# DIRECTIVE
Render each line of the records below as a JSON array of strings, one string per line, with blank lines omitted. Leave the pictures out.

Start of DATA FOR THE TASK

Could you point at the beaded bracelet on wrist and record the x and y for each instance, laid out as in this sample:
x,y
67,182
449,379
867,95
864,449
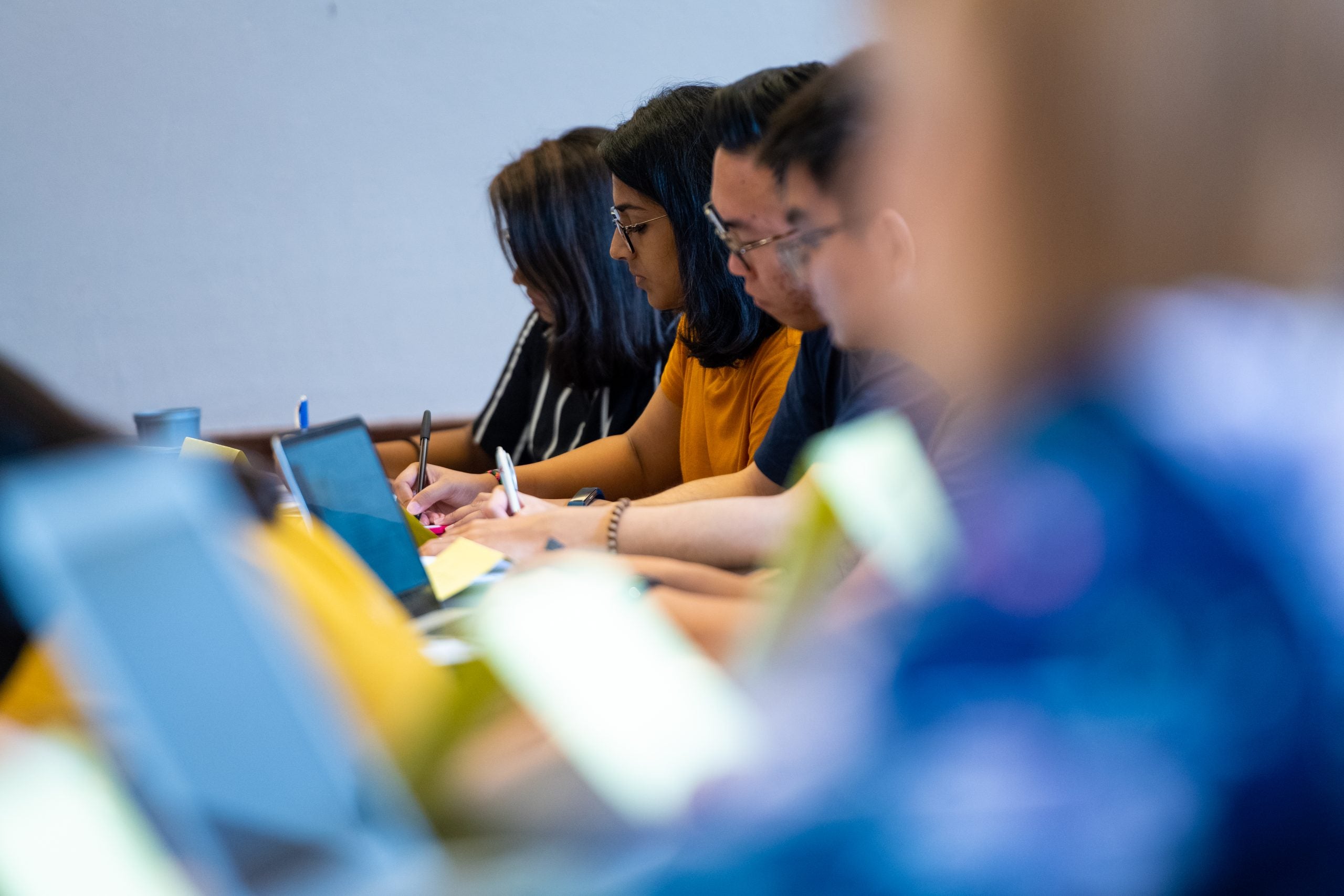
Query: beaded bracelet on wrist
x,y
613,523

End of DATA FOR THE TASK

# TASK RESULT
[
  "Could you point at the beaded bracelet on wrist and record the x and y for each instance, laid out as in this sample:",
  "x,y",
  "67,182",
  "449,379",
  "867,95",
  "864,449",
  "Query: beaded bracelet on wrist",
  "x,y",
  "613,523"
]